§ Documento:
========================================================================

É uma crença
generalizada, que ouvi repetida aqui, ali e acolá no mínimo durante décadas a
de que os brasileiros só começam o ano depois do Carnaval.
Parte disso parece ter ficado
confirmada este ano.
Consumado o primeiro
lance do golpe, a deposição de Dilma Rousseff e sua instalação no Palácio do
Planalto, Michel Temer comportou-se como se senhor de inquestionável
legitimidade. Aliás, já dera provas da sua estranha desenvoltura no cargo
durante o período de afastamento provisório de Dilma, esgrimindo mesquinharias
de toda a sorte, como corte no cartão corporativo que assegurava até as
despesas de alimentação da presidenta eleita, impedimento de viagens com o
avião presidencial e até uma espécie de cárcere privado, controlando e
restringindo o acesso ao Palácio da Alvorada.
Passada essa fase, demostrou
que não teria os pruridos republicanos dos anos de liderança petista, autolimitações
próprias de quem se sabia no governo, mas não no poder.
Tal a sede, chegou a
gerar rusgas com a ministra Cármen Lúcia, ciosa em deixar claro que algum poder
cabia ao Judiciário. Por sinal, a política da disputa de espaços a cotoveladas envolveu
até o presidente do Senado, Renan Calheiros, assumidamente insubmisso ao
Judiciário.
Estabelecido um pacto
de convivência entre os poderes responsáveis pelo golpe, Temer passou a lançar
mísseis em direção às conquistas da nacionalidade e direitos sociais
contemplados inclusive n Constituição, cumprindo o que era a real motivação do
golpe, os compromissos da Ponte para o
Futuro, documento apresentado previamente pelos golpistas aos seus padrinhos
e patrocinadores.

========================================================================

§ Listagem fornecida:
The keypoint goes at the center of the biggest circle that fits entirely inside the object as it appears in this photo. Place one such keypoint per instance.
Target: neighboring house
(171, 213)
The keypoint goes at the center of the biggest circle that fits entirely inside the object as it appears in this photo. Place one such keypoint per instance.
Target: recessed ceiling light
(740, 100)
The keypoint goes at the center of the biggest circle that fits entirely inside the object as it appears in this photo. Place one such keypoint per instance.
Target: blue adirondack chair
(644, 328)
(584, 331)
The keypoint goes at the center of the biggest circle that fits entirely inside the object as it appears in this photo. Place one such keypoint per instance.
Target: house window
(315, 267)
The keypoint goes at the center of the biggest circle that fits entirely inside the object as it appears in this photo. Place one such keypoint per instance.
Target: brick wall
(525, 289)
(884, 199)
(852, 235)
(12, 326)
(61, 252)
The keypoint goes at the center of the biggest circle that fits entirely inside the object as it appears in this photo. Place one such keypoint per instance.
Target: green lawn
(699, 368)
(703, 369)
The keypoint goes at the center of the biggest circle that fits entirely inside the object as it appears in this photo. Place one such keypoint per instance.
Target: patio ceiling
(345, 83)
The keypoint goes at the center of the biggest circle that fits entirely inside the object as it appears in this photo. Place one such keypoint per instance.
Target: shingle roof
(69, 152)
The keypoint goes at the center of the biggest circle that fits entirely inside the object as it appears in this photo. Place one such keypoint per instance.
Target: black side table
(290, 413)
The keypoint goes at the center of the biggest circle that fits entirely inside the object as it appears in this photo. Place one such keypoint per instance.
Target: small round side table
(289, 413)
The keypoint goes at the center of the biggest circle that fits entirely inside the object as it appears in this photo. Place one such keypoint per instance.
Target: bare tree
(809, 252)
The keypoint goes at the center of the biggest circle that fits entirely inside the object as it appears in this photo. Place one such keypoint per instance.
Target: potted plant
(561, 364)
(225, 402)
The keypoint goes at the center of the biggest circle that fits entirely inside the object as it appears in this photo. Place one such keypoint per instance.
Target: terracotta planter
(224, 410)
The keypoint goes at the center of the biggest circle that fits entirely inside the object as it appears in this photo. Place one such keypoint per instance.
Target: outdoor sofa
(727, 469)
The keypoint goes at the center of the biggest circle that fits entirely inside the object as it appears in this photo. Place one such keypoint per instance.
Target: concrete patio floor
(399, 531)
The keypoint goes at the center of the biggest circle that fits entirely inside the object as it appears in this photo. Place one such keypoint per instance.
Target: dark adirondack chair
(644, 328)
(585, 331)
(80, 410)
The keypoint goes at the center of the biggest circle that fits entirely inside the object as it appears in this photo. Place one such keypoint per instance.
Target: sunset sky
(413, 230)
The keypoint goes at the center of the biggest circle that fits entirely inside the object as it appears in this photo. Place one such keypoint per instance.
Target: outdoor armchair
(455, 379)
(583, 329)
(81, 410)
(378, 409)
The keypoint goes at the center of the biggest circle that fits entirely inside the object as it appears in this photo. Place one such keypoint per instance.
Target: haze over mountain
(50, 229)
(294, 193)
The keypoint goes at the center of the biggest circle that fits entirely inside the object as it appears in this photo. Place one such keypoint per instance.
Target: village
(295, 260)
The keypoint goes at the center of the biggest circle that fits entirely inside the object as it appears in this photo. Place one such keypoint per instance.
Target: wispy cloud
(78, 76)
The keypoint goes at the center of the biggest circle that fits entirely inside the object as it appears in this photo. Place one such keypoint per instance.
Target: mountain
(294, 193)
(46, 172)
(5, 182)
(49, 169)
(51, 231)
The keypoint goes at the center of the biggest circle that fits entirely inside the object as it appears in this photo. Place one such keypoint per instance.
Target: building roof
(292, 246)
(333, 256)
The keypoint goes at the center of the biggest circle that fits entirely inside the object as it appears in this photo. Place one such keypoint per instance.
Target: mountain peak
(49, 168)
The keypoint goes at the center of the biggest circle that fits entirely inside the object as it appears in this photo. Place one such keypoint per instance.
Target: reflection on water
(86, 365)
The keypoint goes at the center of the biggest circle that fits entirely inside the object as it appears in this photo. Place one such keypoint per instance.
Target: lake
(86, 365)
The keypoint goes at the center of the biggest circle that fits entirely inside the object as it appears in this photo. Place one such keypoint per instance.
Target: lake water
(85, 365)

========================================================================

§ Tarefa proposta 1: Reescreva o trecho do documento que começa em "Passada essa fase, demostrou" e segue até "não no poder.", trocando "pruridos" por "escrúpulos".
§ Tarefa proposta 2: Extraia da listagem cada linha em que aparece a palavra "water", diferenciando maiúsculas de minúsculas.

§ Resultado correto 1:
Passada essa fase, demostrou
que não teria os escrúpulos republicanos dos anos de liderança petista, autolimitações
próprias de quem se sabia no governo, mas não no poder.

§ Resultado correto 2:
Target: reflection on water
Target: lake water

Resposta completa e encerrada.